— begin —

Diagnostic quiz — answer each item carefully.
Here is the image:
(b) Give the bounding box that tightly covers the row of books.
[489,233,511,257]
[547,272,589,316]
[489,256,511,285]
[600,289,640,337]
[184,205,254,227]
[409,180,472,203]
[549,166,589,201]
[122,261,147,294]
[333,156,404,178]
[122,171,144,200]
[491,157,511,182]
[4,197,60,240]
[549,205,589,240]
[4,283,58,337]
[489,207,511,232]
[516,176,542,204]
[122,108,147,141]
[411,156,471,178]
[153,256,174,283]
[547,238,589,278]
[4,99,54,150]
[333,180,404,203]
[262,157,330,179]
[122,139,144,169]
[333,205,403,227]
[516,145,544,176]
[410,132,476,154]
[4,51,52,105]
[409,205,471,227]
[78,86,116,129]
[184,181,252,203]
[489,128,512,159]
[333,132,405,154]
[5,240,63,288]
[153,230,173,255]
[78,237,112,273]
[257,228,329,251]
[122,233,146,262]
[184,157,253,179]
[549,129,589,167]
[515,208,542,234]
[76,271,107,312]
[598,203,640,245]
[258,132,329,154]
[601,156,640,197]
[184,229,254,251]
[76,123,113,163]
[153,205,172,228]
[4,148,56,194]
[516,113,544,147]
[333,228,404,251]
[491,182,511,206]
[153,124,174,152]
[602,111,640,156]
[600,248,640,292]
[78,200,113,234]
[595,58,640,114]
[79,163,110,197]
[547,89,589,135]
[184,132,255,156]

— end —

* Directions for this task
Can you write out, unchanged, the part of the items that opens at their very start and closes with the line containing "[547,89,589,135]", including that final line?

* Result for this task
Diagnostic quiz — answer each item carefully.
Here is the image:
(b) Give the bounding box that tightly covers the row of books.
[489,233,511,257]
[547,272,589,316]
[489,256,511,285]
[600,289,640,337]
[184,205,254,227]
[409,180,472,203]
[549,166,589,201]
[122,261,147,294]
[333,156,404,178]
[122,171,144,200]
[491,157,511,182]
[4,197,60,240]
[549,205,589,240]
[4,283,58,337]
[489,207,511,232]
[516,176,542,204]
[122,108,147,141]
[411,156,471,178]
[153,256,174,283]
[547,238,589,278]
[4,99,54,150]
[333,180,404,203]
[262,157,330,179]
[122,139,144,169]
[333,205,403,227]
[516,145,544,176]
[410,132,476,154]
[4,51,52,105]
[409,205,471,227]
[78,86,116,129]
[184,181,252,203]
[489,128,512,159]
[333,132,405,154]
[5,240,63,288]
[153,230,173,255]
[78,237,112,273]
[257,228,329,251]
[122,233,146,262]
[184,157,253,179]
[549,129,589,167]
[515,208,542,234]
[76,271,107,312]
[598,203,640,245]
[258,132,329,154]
[601,156,640,197]
[184,229,254,251]
[76,123,113,163]
[153,205,172,228]
[4,148,56,194]
[516,113,544,147]
[333,228,404,251]
[491,182,511,206]
[153,124,174,152]
[602,111,640,156]
[600,248,640,292]
[78,200,113,234]
[595,58,640,114]
[79,163,110,197]
[547,89,589,135]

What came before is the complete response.